Set problem — Gather every row below that contains the word "green" and copy each of those rows in full.

··· Data supplied ···

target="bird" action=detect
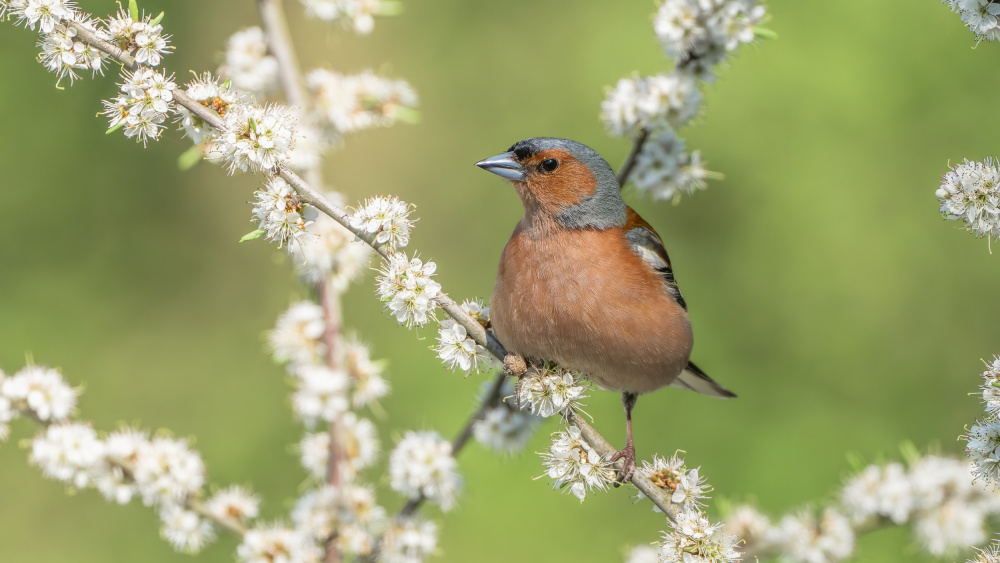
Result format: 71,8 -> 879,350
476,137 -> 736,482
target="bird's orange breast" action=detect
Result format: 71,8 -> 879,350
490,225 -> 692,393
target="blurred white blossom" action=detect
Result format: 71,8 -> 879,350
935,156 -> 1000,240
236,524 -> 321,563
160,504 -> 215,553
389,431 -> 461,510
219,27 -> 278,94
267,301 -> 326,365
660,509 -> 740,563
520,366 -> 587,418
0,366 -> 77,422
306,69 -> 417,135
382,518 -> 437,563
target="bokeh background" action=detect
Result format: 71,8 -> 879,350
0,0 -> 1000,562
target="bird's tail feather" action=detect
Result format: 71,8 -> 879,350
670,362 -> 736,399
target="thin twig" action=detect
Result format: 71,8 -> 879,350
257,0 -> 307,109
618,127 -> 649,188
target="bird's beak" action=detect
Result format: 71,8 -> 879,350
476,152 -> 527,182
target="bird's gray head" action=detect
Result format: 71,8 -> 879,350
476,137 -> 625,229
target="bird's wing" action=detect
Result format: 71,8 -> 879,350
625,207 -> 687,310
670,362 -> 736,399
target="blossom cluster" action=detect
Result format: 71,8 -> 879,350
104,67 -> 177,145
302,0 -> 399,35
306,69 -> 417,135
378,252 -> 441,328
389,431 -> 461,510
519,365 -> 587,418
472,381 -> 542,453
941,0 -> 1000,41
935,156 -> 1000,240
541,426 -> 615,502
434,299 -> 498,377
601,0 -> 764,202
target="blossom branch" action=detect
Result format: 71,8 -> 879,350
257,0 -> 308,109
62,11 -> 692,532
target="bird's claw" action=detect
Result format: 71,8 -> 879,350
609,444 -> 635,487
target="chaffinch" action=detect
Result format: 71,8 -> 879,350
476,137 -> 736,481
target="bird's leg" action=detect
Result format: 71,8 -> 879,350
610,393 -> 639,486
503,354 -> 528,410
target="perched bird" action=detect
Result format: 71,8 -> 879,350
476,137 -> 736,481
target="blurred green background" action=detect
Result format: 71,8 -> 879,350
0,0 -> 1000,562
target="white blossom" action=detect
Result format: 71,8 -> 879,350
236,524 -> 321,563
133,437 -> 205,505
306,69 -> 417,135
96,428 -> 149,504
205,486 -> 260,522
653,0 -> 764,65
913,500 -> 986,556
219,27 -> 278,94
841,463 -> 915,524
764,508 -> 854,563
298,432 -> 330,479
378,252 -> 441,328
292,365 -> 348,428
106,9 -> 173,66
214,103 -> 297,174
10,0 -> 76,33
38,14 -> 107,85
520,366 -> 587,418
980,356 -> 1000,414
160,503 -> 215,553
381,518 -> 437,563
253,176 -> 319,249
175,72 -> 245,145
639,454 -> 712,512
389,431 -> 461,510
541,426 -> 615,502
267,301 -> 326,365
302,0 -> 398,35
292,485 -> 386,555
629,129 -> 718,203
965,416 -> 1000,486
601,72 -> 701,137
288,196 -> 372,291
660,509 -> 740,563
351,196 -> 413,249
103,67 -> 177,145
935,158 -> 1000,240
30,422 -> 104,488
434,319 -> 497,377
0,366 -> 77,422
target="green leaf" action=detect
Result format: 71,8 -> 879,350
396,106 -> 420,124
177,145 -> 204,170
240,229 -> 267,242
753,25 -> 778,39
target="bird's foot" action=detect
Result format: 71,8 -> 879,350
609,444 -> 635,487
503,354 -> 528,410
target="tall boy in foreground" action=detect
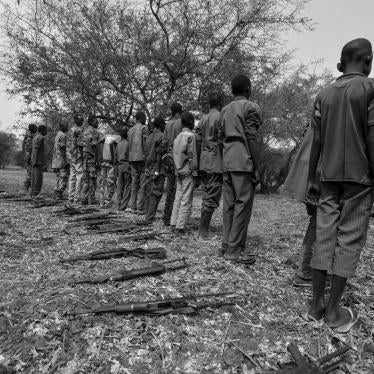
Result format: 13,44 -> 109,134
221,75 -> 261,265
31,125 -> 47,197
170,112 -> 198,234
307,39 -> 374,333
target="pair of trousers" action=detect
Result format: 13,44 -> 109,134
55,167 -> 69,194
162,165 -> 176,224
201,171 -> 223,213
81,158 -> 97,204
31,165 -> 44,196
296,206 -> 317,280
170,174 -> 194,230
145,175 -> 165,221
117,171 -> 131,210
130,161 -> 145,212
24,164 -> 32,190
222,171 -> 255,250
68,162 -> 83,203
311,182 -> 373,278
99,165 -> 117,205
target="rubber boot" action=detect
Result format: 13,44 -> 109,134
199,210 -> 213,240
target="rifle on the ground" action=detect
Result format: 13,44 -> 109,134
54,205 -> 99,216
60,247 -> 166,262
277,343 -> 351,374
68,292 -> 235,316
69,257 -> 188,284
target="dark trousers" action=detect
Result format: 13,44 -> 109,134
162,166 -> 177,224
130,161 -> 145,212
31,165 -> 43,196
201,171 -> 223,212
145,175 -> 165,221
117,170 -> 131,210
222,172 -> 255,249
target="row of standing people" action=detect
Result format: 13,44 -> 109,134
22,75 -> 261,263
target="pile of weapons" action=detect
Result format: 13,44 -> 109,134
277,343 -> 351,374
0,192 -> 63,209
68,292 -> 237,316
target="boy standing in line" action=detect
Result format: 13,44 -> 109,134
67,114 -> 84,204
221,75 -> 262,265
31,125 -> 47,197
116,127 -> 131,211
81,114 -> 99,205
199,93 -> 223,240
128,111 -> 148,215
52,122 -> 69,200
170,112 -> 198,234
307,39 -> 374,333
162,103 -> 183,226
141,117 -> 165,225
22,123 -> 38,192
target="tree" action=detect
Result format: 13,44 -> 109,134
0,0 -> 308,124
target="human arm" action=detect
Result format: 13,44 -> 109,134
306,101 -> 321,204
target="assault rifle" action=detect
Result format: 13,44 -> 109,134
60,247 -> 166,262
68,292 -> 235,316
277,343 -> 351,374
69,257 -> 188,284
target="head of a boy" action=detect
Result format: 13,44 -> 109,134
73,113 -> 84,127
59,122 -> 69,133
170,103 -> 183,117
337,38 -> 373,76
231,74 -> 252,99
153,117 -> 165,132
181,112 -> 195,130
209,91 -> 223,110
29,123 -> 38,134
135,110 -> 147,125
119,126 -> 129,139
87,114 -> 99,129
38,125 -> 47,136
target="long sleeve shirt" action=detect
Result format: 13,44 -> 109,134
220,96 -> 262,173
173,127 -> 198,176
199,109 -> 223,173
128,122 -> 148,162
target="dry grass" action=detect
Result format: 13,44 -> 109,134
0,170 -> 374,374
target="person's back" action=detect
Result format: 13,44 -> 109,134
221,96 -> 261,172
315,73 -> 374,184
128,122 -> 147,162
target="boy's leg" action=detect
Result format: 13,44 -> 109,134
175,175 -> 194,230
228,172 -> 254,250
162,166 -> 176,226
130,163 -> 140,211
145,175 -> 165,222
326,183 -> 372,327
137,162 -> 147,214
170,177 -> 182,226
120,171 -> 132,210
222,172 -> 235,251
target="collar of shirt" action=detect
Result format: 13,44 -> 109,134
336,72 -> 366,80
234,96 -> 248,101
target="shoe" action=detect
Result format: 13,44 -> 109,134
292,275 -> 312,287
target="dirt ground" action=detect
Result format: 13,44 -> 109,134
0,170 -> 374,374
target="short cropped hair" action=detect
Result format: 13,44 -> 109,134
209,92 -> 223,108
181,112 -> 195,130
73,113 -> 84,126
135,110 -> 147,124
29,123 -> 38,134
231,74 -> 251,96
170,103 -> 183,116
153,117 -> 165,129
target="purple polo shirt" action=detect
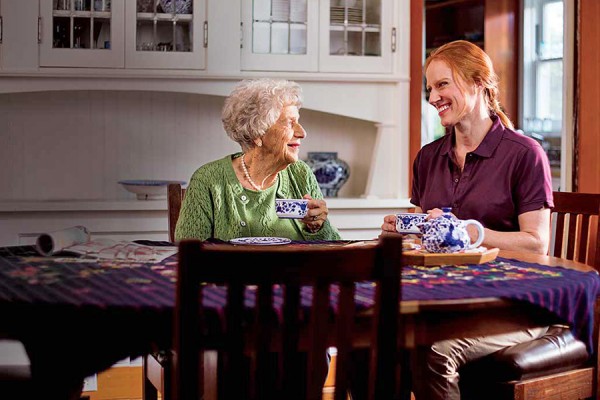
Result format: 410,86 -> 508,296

···

Answer —
target="blurred green background" action=detect
target="green leaf" action=detect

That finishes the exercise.